▶ Problem: Find every line in the listing that contains the string "grape", and copy each of those lines. Matches are case-sensitive.

^^^^^^^^

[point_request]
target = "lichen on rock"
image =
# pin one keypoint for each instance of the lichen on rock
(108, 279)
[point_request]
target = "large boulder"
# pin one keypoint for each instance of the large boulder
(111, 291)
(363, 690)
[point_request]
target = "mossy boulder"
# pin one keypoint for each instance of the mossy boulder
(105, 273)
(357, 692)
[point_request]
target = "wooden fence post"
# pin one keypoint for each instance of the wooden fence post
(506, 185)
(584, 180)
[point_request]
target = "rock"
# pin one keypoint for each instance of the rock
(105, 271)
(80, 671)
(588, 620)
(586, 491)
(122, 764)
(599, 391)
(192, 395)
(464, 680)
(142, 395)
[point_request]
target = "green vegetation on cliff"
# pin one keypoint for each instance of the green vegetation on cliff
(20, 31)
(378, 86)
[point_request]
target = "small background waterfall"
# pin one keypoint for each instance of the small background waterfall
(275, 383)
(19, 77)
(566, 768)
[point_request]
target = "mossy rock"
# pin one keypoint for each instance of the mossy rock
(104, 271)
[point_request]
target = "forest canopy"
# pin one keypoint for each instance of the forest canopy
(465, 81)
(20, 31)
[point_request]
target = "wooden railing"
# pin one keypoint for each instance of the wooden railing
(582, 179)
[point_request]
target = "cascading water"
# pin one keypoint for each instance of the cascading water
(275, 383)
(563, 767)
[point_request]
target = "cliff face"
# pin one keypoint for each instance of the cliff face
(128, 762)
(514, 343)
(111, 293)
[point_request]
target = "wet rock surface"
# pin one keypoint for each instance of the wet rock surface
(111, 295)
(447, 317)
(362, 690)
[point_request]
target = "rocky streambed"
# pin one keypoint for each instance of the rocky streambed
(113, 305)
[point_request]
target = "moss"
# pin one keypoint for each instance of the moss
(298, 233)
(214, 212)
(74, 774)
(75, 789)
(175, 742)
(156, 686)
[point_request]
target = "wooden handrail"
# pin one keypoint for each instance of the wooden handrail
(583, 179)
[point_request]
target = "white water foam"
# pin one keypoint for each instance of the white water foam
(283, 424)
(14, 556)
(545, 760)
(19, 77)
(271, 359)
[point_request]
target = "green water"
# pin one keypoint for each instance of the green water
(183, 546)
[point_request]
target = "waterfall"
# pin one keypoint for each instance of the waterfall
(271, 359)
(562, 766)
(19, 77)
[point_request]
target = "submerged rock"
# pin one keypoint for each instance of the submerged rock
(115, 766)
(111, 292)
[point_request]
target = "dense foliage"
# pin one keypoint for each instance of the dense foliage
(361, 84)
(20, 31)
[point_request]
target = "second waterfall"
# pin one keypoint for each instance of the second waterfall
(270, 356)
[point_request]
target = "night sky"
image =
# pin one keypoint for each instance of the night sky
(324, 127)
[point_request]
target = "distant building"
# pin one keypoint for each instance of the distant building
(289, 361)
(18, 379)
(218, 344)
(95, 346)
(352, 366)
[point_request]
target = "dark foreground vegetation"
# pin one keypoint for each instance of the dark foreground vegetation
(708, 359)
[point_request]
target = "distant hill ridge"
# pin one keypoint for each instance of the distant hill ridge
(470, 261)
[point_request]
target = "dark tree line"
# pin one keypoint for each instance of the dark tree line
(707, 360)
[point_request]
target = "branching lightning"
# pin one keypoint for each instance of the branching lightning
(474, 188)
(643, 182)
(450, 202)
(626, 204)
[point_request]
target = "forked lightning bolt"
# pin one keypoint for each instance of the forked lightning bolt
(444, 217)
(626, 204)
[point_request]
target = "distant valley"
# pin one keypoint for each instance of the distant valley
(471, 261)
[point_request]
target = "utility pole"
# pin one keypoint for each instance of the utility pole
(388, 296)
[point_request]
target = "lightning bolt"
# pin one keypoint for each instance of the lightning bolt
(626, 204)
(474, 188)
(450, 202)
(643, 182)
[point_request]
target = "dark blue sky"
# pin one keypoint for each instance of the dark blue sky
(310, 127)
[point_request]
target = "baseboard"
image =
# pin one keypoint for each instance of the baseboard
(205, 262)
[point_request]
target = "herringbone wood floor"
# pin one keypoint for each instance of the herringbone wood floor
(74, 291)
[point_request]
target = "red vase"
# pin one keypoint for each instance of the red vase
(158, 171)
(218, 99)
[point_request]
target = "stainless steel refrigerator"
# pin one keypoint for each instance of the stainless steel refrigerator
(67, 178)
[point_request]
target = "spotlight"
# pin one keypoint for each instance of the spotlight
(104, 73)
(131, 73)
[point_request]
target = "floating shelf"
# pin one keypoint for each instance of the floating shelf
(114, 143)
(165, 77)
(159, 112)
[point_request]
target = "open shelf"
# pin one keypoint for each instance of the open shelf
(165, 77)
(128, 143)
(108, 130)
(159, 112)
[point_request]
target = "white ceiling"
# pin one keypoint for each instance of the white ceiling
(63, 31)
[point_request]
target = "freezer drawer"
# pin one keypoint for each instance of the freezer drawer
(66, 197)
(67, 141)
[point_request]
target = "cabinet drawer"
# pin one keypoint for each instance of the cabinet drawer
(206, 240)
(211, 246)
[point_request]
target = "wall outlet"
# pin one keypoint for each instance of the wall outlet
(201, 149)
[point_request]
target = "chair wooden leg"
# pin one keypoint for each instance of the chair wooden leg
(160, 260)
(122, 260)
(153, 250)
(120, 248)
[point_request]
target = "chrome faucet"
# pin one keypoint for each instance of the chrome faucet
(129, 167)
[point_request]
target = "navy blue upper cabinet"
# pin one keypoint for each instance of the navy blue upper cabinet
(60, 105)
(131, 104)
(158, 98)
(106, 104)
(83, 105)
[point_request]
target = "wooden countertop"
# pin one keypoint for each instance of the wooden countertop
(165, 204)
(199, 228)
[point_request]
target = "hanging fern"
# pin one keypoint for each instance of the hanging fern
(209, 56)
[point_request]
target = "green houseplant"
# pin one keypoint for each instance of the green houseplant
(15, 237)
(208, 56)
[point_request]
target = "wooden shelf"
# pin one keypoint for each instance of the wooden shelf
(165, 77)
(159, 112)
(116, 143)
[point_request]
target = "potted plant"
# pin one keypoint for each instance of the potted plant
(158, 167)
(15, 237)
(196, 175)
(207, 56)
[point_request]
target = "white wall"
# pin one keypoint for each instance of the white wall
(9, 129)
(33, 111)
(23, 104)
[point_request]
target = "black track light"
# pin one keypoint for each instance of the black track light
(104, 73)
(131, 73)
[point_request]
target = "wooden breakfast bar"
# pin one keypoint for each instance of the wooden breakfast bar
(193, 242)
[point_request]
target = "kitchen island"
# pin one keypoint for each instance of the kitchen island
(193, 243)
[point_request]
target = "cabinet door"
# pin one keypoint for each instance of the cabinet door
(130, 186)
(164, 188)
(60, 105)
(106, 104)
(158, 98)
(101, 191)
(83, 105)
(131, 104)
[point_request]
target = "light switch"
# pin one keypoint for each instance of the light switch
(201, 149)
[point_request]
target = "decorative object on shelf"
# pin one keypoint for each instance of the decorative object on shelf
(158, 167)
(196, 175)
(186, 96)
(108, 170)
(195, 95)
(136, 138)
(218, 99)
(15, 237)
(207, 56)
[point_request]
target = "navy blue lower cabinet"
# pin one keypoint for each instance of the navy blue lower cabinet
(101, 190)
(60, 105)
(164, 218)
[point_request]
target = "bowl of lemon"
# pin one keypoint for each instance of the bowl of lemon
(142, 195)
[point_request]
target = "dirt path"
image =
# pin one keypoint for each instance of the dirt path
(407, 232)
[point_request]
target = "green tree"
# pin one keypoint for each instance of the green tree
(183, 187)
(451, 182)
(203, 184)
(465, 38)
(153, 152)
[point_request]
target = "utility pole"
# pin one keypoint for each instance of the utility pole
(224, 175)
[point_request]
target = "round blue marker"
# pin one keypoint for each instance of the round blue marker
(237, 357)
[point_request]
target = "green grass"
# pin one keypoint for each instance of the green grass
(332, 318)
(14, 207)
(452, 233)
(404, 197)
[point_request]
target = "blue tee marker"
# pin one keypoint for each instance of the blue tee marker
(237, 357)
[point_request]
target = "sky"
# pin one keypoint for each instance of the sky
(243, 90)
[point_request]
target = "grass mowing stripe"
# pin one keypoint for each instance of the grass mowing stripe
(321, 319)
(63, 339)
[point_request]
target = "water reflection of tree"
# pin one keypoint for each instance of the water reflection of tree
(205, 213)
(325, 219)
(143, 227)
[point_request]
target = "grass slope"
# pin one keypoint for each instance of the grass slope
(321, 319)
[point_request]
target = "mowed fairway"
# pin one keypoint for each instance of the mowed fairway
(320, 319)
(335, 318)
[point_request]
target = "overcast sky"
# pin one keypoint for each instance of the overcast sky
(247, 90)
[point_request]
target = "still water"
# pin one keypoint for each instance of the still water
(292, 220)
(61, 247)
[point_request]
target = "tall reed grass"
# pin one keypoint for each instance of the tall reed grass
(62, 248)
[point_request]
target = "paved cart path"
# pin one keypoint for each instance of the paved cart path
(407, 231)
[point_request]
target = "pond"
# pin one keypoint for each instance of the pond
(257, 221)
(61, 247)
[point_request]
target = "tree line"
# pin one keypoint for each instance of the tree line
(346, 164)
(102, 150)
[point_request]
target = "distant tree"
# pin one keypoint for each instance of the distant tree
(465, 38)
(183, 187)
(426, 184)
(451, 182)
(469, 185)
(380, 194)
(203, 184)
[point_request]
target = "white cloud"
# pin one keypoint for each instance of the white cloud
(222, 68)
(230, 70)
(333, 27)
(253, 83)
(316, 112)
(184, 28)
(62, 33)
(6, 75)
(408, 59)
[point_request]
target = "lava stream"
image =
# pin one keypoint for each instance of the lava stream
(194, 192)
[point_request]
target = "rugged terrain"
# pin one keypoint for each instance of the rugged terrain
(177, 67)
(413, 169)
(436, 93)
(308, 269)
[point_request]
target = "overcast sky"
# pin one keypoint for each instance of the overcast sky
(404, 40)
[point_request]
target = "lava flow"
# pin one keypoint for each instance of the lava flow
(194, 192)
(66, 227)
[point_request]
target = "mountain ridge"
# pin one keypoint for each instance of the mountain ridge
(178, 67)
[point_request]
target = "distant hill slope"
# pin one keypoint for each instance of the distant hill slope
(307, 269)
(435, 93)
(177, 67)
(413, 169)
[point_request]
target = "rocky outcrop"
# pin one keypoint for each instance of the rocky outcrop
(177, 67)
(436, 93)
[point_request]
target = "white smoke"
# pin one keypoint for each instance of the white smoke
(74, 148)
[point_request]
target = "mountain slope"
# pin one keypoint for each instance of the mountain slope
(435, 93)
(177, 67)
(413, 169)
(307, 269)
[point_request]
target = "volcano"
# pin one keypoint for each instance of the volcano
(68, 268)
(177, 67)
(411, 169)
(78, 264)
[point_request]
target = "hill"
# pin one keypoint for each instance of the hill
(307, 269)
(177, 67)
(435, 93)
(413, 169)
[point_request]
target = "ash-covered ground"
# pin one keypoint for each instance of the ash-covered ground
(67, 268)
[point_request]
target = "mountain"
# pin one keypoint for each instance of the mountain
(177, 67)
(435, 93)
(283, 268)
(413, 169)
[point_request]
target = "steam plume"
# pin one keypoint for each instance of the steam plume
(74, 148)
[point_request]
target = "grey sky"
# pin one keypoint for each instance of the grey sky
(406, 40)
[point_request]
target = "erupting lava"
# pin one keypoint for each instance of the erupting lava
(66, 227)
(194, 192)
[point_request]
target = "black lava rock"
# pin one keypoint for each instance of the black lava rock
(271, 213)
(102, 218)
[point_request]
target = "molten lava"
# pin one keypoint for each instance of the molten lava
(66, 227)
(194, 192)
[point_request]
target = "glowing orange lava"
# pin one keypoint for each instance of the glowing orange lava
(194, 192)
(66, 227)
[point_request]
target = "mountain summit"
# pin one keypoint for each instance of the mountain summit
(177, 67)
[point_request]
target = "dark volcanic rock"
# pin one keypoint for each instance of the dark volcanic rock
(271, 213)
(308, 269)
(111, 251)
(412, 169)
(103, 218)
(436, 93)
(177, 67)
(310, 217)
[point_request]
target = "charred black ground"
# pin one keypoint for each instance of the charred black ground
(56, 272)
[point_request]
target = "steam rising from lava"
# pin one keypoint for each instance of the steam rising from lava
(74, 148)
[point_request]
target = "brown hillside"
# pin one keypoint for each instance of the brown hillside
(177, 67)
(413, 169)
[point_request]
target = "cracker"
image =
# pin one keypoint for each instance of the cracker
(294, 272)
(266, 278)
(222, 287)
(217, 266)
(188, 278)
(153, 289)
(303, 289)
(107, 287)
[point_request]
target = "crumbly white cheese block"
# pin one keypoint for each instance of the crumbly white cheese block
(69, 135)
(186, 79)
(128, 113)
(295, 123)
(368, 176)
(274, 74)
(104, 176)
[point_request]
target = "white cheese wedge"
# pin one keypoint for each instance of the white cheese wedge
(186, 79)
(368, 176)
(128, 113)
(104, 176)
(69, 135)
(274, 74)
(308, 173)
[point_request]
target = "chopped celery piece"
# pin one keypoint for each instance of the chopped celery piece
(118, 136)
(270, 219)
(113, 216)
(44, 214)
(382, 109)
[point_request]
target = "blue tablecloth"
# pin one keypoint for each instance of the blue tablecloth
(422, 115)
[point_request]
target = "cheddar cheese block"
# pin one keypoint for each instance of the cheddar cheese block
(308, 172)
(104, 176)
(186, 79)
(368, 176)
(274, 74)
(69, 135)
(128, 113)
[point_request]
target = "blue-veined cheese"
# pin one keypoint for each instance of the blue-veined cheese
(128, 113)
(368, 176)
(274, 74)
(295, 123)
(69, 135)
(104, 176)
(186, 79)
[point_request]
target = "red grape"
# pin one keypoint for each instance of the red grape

^^^^^^^^

▶ Solution:
target = "red grape"
# pin one keypoint for each instance of the red grape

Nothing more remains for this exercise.